## INPUT RECORDS:
==*==

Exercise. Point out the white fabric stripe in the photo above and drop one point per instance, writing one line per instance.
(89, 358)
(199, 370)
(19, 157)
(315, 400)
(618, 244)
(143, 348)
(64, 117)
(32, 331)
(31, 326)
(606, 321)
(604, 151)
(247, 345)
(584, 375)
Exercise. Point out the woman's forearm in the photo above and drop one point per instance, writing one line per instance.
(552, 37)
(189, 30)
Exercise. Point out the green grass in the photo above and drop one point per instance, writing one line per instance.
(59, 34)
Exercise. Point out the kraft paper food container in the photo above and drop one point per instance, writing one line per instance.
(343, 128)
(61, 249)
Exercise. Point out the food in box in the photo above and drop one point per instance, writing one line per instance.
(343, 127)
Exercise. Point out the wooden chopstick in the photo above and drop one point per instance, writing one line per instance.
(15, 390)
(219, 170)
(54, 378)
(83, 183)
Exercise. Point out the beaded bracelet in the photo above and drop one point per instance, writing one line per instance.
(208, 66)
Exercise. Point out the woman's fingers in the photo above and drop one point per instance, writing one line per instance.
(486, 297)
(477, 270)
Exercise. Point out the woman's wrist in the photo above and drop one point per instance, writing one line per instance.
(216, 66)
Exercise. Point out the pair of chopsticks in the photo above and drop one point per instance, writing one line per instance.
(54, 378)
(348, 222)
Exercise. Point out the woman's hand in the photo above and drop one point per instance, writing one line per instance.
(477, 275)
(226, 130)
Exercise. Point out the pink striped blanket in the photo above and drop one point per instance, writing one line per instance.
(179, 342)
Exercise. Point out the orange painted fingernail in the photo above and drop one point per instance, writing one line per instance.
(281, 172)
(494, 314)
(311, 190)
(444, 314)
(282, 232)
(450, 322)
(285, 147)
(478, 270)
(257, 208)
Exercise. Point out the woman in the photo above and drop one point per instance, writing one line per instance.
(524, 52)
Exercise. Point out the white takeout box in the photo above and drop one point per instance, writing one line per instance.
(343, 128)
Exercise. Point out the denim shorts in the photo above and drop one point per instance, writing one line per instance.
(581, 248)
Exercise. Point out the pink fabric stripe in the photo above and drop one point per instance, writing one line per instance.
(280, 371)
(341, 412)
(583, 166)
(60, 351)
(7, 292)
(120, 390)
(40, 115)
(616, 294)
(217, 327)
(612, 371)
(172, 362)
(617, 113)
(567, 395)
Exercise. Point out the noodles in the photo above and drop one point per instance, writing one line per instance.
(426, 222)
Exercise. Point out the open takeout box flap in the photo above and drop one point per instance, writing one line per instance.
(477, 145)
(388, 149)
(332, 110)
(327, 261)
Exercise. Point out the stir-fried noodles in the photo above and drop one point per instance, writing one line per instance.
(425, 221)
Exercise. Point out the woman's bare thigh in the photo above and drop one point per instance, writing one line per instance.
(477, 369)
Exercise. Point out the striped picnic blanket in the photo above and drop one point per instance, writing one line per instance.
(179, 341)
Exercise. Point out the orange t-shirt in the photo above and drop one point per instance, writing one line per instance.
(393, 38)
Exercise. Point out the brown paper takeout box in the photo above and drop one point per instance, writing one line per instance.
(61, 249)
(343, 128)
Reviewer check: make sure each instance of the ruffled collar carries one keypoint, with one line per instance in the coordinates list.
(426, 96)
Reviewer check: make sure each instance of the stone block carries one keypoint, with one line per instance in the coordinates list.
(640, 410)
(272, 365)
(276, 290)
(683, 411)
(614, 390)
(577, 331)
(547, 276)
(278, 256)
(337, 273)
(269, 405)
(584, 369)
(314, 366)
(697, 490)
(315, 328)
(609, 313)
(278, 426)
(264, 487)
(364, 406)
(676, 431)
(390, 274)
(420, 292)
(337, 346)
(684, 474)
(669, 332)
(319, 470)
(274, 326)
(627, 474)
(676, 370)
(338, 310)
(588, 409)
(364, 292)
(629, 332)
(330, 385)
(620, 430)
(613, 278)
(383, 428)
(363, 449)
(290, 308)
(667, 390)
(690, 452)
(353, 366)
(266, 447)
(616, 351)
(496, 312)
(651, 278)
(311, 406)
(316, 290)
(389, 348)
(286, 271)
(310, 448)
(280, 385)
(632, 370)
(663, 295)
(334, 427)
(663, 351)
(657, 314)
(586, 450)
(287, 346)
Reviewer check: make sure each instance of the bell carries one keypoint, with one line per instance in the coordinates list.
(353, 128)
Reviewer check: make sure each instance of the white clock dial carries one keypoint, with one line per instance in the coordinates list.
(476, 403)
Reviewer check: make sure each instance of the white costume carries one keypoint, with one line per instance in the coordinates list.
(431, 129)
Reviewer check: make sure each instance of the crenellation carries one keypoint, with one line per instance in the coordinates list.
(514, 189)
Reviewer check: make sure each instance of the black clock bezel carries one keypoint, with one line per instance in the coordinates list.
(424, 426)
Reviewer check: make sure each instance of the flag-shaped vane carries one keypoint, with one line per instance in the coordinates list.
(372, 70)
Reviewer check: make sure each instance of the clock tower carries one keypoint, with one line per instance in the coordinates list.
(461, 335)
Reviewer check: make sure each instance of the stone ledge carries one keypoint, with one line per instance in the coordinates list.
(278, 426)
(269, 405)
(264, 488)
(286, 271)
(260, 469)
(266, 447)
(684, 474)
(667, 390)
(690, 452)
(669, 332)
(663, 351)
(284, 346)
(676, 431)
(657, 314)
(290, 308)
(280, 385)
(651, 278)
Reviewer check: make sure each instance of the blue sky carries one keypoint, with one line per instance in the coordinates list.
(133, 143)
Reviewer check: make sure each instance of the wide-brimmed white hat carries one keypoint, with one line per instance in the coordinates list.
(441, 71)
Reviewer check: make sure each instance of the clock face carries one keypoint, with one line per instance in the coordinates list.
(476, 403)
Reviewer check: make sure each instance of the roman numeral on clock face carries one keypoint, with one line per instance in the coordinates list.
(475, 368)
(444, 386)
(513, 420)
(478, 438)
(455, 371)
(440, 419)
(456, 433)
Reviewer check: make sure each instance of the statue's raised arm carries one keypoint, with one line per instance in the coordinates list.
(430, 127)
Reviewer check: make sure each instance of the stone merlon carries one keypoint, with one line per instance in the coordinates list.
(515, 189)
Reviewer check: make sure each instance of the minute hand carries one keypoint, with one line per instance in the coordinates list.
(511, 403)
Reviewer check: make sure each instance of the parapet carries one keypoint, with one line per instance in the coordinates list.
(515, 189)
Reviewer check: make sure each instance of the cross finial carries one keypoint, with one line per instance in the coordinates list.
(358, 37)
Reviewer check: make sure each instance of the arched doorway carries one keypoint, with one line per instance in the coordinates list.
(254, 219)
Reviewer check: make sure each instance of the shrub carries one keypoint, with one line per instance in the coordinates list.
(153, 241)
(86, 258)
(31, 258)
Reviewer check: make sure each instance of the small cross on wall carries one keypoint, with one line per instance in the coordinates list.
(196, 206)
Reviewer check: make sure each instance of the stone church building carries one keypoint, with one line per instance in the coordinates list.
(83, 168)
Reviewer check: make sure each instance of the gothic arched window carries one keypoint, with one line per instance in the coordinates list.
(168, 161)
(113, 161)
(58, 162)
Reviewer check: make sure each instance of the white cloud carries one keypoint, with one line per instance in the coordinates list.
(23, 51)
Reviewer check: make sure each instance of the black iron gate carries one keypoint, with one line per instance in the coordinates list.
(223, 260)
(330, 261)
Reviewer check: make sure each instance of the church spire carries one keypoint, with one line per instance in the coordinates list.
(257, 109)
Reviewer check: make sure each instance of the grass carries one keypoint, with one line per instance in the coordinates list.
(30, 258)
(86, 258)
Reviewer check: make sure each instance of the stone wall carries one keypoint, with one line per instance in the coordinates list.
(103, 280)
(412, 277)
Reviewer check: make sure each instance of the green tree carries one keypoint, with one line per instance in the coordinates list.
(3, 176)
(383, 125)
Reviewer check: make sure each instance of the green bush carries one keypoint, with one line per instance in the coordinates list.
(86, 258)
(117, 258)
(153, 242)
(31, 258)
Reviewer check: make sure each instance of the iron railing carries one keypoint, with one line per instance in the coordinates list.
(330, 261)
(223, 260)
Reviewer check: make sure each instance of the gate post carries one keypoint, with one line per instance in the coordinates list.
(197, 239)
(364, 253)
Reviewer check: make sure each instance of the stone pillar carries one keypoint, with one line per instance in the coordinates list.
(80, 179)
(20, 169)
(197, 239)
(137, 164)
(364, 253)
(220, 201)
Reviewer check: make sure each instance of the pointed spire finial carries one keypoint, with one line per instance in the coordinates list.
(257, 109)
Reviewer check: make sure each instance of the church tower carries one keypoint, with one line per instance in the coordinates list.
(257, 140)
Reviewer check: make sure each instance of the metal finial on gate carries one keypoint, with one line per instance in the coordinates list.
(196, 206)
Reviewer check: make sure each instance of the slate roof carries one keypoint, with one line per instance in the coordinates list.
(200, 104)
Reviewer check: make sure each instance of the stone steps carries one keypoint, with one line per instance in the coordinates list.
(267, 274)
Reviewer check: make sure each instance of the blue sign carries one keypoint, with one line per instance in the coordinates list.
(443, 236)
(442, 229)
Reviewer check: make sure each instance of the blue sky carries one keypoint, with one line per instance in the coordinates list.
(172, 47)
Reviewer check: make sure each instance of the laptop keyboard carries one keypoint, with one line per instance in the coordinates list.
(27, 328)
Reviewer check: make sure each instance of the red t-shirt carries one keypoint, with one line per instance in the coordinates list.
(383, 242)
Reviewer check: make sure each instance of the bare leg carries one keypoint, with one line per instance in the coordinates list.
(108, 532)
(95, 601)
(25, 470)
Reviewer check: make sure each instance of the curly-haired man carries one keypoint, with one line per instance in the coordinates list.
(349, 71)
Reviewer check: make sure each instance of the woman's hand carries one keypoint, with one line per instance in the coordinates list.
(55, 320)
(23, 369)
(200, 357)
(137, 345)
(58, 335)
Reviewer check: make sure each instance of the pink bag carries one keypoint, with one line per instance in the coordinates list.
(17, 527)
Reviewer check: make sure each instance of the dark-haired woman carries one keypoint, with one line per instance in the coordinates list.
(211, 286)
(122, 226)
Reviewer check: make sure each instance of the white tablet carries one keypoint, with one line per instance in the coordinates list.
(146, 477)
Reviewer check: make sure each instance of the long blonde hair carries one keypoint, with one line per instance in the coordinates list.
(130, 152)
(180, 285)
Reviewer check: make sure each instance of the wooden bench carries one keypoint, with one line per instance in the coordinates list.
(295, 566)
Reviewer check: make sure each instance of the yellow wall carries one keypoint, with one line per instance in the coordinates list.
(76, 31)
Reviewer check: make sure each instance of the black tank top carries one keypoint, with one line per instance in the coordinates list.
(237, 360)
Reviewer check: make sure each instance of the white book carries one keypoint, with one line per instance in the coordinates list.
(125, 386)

==*==

## TASK DETAILS:
The response should consist only of the lines running from the one that contains "Reviewer check: make sure each instance of the pink" through the end of the material, repeated exactly.

## REPLY:
Reviewer check: make sure each instance of the pink bag carries one keypoint, with one line per instance in the coordinates list.
(17, 527)
Reviewer check: make sure each instance of the dark-haired woman carries one keypoint, with one line per instance in the coordinates list.
(211, 286)
(122, 226)
Reviewer check: make sure each instance of the white tablet carries one keypoint, with one line per instance in the coordinates list.
(146, 477)
Reviewer check: make sure each instance of the long blonde hair carries one keypoint, with one line per instance in the coordinates list.
(130, 152)
(180, 285)
Reviewer check: make sure each instance of the wooden bench carries one keypoint, with one line per instance in the coordinates list.
(295, 566)
Reviewer check: make sure each instance of the yellow wall carries one keypoint, with one line per instance in the coordinates list.
(76, 31)
Reviewer check: make sure each instance of the black tank top carries one keypoint, with one line per instance in the coordinates list.
(237, 360)
Reviewer check: make sure each instance of the white book carries one keypoint, with one line per instance in the coordinates list.
(125, 386)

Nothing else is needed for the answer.